To do —
Search the data for the string "window" and copy each line where it turns up.

Data under study —
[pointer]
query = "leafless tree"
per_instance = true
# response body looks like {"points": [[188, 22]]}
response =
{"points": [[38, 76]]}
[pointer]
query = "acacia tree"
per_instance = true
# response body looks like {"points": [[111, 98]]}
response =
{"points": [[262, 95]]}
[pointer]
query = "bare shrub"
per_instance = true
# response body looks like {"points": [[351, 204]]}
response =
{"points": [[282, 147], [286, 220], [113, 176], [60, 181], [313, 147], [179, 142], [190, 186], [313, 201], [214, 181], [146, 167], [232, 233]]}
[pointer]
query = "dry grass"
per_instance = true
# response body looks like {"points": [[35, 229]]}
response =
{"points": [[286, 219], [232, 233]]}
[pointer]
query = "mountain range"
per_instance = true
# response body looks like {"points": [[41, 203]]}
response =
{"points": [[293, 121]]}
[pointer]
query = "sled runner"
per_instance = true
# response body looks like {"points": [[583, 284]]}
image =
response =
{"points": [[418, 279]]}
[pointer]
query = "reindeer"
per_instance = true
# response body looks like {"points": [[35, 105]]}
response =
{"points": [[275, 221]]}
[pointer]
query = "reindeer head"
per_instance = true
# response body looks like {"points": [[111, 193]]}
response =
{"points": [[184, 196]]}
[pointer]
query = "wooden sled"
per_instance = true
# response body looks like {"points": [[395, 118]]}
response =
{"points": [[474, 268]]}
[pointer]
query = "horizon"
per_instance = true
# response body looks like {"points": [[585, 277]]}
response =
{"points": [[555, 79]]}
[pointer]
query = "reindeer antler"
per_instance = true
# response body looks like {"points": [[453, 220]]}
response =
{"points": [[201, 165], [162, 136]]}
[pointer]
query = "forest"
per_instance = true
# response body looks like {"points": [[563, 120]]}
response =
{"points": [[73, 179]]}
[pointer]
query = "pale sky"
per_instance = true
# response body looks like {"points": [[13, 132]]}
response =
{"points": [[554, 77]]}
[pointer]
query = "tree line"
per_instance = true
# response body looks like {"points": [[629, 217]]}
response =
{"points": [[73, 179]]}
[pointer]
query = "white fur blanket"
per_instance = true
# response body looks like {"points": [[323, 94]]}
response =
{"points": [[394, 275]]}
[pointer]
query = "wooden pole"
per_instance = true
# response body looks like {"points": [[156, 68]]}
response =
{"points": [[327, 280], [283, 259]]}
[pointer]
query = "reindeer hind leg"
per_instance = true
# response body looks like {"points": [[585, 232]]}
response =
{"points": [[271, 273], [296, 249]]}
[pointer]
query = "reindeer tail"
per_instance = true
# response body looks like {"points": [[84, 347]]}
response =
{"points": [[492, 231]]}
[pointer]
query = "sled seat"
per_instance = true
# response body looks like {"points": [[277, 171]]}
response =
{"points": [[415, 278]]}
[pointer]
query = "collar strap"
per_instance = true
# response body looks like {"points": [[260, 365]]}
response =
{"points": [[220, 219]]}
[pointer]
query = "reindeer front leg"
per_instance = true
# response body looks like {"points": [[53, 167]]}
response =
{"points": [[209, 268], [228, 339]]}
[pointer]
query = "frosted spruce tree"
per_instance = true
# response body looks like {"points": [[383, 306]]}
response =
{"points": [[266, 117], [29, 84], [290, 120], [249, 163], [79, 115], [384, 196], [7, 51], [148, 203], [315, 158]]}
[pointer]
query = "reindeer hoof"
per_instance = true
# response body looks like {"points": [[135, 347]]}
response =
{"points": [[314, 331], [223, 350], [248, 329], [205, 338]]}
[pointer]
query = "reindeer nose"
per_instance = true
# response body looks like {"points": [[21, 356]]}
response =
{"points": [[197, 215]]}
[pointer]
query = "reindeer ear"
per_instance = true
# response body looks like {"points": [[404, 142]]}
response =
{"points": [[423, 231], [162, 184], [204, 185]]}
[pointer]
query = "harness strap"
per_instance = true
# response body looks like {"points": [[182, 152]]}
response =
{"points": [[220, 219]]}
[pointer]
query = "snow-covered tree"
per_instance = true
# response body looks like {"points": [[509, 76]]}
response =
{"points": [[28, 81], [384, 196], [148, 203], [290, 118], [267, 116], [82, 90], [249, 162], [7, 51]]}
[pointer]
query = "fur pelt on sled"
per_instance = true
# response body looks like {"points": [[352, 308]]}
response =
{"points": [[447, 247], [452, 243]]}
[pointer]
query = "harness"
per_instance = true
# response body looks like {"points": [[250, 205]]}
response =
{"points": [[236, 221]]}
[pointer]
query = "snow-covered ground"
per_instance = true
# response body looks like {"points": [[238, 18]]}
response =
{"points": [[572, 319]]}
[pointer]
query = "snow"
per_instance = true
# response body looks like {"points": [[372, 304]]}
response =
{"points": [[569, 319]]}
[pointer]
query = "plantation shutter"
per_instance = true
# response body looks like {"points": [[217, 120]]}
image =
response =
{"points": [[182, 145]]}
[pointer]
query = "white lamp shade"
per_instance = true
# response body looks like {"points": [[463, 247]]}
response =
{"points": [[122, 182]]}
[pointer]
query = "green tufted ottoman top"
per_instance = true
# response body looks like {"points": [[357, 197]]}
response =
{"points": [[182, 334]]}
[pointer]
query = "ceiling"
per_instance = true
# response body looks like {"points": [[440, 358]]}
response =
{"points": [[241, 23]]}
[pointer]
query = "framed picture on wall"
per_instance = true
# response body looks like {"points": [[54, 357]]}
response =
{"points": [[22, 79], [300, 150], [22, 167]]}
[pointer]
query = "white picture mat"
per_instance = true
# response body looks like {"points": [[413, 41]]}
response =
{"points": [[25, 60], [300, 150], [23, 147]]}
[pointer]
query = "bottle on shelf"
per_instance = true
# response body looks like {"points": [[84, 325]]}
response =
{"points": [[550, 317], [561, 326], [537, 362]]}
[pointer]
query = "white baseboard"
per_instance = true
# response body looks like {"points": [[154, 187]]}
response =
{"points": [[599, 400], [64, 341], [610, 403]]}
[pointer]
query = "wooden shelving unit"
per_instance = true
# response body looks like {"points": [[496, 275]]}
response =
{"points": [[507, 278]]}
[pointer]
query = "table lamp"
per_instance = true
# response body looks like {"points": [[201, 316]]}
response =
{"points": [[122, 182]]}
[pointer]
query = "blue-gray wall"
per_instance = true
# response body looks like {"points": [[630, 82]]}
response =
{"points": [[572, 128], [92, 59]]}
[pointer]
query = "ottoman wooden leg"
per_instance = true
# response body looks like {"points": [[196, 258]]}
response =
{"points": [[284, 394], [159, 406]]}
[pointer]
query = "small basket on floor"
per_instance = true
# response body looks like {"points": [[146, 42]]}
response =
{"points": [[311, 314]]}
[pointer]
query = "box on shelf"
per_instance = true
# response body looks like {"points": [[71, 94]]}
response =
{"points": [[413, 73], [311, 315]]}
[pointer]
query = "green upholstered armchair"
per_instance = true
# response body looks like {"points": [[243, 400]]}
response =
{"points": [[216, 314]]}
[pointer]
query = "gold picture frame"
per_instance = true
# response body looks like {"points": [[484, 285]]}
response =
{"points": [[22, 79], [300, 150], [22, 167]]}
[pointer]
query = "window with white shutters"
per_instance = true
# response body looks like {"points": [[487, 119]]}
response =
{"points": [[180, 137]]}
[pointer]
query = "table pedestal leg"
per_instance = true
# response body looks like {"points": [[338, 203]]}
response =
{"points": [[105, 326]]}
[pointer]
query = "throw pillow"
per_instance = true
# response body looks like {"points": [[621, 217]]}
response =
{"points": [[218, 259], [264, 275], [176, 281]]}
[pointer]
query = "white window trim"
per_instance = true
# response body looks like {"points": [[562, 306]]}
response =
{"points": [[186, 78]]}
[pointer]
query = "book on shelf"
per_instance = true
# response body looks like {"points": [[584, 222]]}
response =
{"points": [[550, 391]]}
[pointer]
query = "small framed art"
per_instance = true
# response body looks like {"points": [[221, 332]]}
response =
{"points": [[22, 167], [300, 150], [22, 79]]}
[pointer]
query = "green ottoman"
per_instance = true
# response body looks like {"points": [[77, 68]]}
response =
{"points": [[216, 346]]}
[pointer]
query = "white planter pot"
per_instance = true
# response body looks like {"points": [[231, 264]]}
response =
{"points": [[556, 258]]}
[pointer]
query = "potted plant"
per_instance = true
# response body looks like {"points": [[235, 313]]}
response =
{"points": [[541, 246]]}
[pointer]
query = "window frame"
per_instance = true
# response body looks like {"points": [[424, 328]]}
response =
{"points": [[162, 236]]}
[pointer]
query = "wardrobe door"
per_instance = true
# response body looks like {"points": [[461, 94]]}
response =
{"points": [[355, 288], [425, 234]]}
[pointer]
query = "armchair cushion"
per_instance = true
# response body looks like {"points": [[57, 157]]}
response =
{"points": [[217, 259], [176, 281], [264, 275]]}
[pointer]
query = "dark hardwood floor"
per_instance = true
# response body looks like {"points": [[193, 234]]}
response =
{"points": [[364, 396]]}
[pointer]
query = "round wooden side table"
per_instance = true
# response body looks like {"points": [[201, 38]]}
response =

Solution for this exercise —
query = "window with white shutters"
query = "white window trim"
query = "window frame"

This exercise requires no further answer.